Dataset entries:
· · · · ·
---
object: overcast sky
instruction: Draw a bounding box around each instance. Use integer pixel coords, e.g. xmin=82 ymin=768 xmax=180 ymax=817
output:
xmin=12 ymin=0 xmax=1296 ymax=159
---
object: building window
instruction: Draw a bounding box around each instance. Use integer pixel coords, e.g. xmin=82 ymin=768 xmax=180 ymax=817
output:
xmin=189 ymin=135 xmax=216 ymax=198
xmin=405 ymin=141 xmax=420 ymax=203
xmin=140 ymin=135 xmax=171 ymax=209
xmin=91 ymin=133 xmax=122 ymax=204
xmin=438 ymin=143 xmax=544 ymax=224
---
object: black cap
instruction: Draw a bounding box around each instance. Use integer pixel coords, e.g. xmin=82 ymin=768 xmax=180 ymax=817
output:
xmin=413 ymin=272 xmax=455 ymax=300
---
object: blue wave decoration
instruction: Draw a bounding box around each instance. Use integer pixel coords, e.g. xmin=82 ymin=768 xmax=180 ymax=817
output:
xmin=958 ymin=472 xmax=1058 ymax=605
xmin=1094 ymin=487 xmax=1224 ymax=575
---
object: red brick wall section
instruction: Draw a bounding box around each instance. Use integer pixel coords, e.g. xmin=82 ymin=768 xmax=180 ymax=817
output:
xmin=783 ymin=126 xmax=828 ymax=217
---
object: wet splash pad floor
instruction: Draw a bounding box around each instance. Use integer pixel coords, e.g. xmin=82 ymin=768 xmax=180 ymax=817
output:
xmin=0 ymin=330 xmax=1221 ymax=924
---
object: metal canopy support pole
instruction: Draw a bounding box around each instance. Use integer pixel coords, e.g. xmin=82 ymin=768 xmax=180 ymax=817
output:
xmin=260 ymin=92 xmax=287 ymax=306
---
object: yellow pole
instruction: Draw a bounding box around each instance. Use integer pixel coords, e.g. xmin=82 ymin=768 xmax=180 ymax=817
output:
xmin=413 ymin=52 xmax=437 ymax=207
· · · · ·
■ The exercise ■
Extract the whole listing, character for character.

■ The output ■
---
object: overcast sky
instruction: Draw a bounding box around each instance. Use integer pixel coords, e.g. xmin=82 ymin=768 xmax=180 ymax=817
output:
xmin=12 ymin=0 xmax=1296 ymax=159
---
object: building window
instruction: Draw a bounding box around each instance. Use integer pixel coords, e.g. xmin=82 ymin=768 xmax=180 ymax=817
output:
xmin=189 ymin=135 xmax=216 ymax=198
xmin=405 ymin=141 xmax=420 ymax=203
xmin=140 ymin=135 xmax=171 ymax=209
xmin=91 ymin=133 xmax=122 ymax=204
xmin=438 ymin=143 xmax=544 ymax=224
---
object: black cap
instruction: Draw a bounding box around each instance. Use integer pixel coords, e.g. xmin=82 ymin=768 xmax=180 ymax=817
output:
xmin=413 ymin=272 xmax=455 ymax=300
---
object: blue wave decoration
instruction: Draw a bounding box around each instance. Use integer pixel coords, e.g. xmin=82 ymin=768 xmax=180 ymax=817
output:
xmin=958 ymin=472 xmax=1058 ymax=605
xmin=1094 ymin=487 xmax=1224 ymax=575
---
object: red brick wall section
instruction: Draw a bounding box around each instance. Use integer pixel coords, e.g. xmin=82 ymin=768 xmax=180 ymax=817
output:
xmin=783 ymin=126 xmax=828 ymax=217
---
object: wet splash pad floor
instruction: Draw a bounding box around each instance. Use integer pixel coords, e.g. xmin=82 ymin=768 xmax=180 ymax=817
output:
xmin=0 ymin=330 xmax=1221 ymax=924
---
object: metal canopy support pole
instruction: Draw a bounding box around each instance. Use integer pixel coords, e.g. xmin=82 ymin=768 xmax=180 ymax=817
output:
xmin=260 ymin=92 xmax=287 ymax=306
---
object: yellow pole
instruction: Draw a bounding box around each instance. Use integer pixel coords, e.g. xmin=82 ymin=768 xmax=180 ymax=817
output:
xmin=413 ymin=52 xmax=437 ymax=207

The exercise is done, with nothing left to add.